PASSAGE GIVEN
In addition, the act includes statutory provisions on, for example, film and book publishing contracts. Mention should also be made of the extended effect of collective licences (see Chapter 3a of the Copyright Act).

Are there compulsory licences? What are they?

Yes, the Copyright Act includes a number of provisions on compulsory licenses, including Section 18 on the making of composite works for use in educational activities and Section 47 on the use of sound recordings for public performances (neighbouring right).

Are licences administered by performing rights societies? How?

There are several collective licensing bodies operating in Sweden – for example:

  • the Visual Copyright Society;
  • Bonus Copyright Access;
  • the Swedish performing Rights Society; and
  • the Swedish Artists and Musicians Interest Organisation.

The Patent and Registration Office is in the process of compiling an exhaustive list of all registered collective licensing bodies.

The collective licensing bodies activities are regulated in the Act on Collective Management of Copyright (Swedish Books of Statute 2016:977). The Patent and Registration Office is entrusted to monitor collective licensing bodies and register new ones.


Is there any provision for the termination of transfers of rights?

No. The provisions on transfers of rights in Sections 27 to 42 of the Copyright Act are non-compulsory. General principles of contract law apply, along with specific principles on the construction of agreements in the field of copyright. Obviously, the language of a transfer is vital as to the scope and limitations of an assignment.


Can documents evidencing transfers and other transactions be recorded with a government agency?

EXERCISE BRIEF
Retype the copyright passage word for word, starting with "The collective licensing" and going on through "of an assignment.".

ITEMS
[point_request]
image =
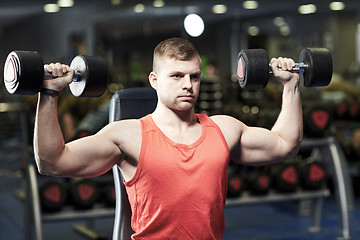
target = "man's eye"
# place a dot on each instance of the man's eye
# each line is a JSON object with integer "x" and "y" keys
{"x": 176, "y": 76}
{"x": 195, "y": 76}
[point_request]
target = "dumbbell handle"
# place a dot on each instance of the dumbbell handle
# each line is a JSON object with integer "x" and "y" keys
{"x": 298, "y": 68}
{"x": 76, "y": 77}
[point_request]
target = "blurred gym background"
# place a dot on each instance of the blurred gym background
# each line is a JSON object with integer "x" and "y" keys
{"x": 124, "y": 33}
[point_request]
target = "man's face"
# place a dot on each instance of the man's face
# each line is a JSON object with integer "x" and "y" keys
{"x": 177, "y": 82}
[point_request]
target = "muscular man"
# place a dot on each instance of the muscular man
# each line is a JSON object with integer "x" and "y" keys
{"x": 174, "y": 161}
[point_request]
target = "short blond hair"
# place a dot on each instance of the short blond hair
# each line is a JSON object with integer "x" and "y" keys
{"x": 175, "y": 48}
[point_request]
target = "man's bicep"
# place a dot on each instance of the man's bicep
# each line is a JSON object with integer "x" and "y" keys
{"x": 259, "y": 146}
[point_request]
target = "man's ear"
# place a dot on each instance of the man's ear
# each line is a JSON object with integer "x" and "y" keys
{"x": 153, "y": 77}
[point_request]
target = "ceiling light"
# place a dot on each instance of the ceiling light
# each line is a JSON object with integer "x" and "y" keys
{"x": 253, "y": 31}
{"x": 158, "y": 3}
{"x": 65, "y": 3}
{"x": 337, "y": 6}
{"x": 139, "y": 8}
{"x": 279, "y": 21}
{"x": 307, "y": 9}
{"x": 115, "y": 2}
{"x": 285, "y": 30}
{"x": 194, "y": 25}
{"x": 219, "y": 9}
{"x": 51, "y": 8}
{"x": 250, "y": 4}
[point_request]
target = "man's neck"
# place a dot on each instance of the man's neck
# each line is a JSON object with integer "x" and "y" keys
{"x": 175, "y": 119}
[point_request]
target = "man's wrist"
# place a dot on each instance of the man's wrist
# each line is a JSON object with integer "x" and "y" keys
{"x": 49, "y": 92}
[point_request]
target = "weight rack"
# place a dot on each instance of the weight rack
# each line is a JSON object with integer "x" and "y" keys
{"x": 334, "y": 158}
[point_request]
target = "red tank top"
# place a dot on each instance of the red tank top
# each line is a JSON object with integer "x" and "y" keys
{"x": 178, "y": 190}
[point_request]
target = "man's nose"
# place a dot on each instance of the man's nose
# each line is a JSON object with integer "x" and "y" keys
{"x": 187, "y": 84}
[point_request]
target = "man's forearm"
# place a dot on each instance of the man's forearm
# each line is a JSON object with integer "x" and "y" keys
{"x": 289, "y": 125}
{"x": 48, "y": 138}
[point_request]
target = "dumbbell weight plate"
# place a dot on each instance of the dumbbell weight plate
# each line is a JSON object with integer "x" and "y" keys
{"x": 92, "y": 76}
{"x": 23, "y": 72}
{"x": 253, "y": 69}
{"x": 320, "y": 67}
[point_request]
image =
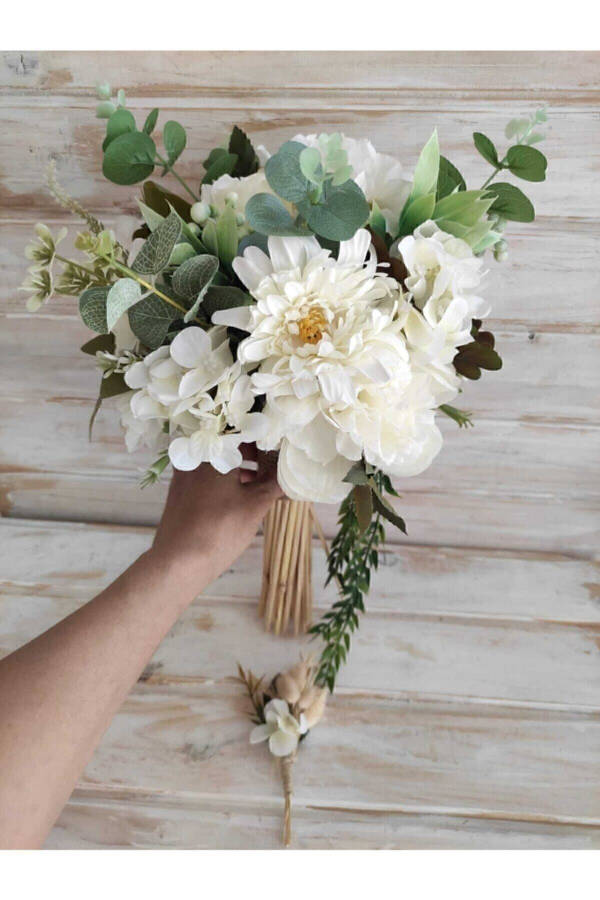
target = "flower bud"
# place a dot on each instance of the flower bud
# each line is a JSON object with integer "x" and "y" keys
{"x": 314, "y": 713}
{"x": 200, "y": 212}
{"x": 287, "y": 688}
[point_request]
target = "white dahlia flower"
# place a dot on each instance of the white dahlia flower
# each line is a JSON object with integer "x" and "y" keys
{"x": 380, "y": 177}
{"x": 326, "y": 337}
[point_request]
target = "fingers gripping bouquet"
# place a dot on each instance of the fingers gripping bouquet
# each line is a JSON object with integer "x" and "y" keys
{"x": 316, "y": 302}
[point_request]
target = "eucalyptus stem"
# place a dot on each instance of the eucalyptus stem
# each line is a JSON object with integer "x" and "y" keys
{"x": 181, "y": 181}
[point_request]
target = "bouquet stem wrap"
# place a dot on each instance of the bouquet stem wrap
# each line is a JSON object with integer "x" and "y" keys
{"x": 286, "y": 596}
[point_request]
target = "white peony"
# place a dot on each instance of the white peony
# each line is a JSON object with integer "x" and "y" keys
{"x": 236, "y": 191}
{"x": 379, "y": 176}
{"x": 333, "y": 364}
{"x": 281, "y": 729}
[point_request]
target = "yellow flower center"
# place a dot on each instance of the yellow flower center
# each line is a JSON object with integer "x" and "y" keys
{"x": 311, "y": 326}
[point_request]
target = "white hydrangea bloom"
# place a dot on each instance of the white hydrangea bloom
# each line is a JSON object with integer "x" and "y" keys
{"x": 333, "y": 364}
{"x": 281, "y": 729}
{"x": 380, "y": 177}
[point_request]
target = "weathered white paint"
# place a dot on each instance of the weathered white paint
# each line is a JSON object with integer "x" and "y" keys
{"x": 468, "y": 714}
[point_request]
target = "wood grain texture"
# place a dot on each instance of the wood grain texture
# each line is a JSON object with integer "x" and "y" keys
{"x": 468, "y": 716}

FINISHED TASK
The collective licensing bodies activities are regulated in the Act on Collective Management of Copyright (Swedish Books of Statute 2016:977). The Patent and Registration Office is entrusted to monitor collective licensing bodies and register new ones.


Is there any provision for the termination of transfers of rights?

No. The provisions on transfers of rights in Sections 27 to 42 of the Copyright Act are non-compulsory. General principles of contract law apply, along with specific principles on the construction of agreements in the field of copyright. Obviously, the language of a transfer is vital as to the scope and limitations of an assignment.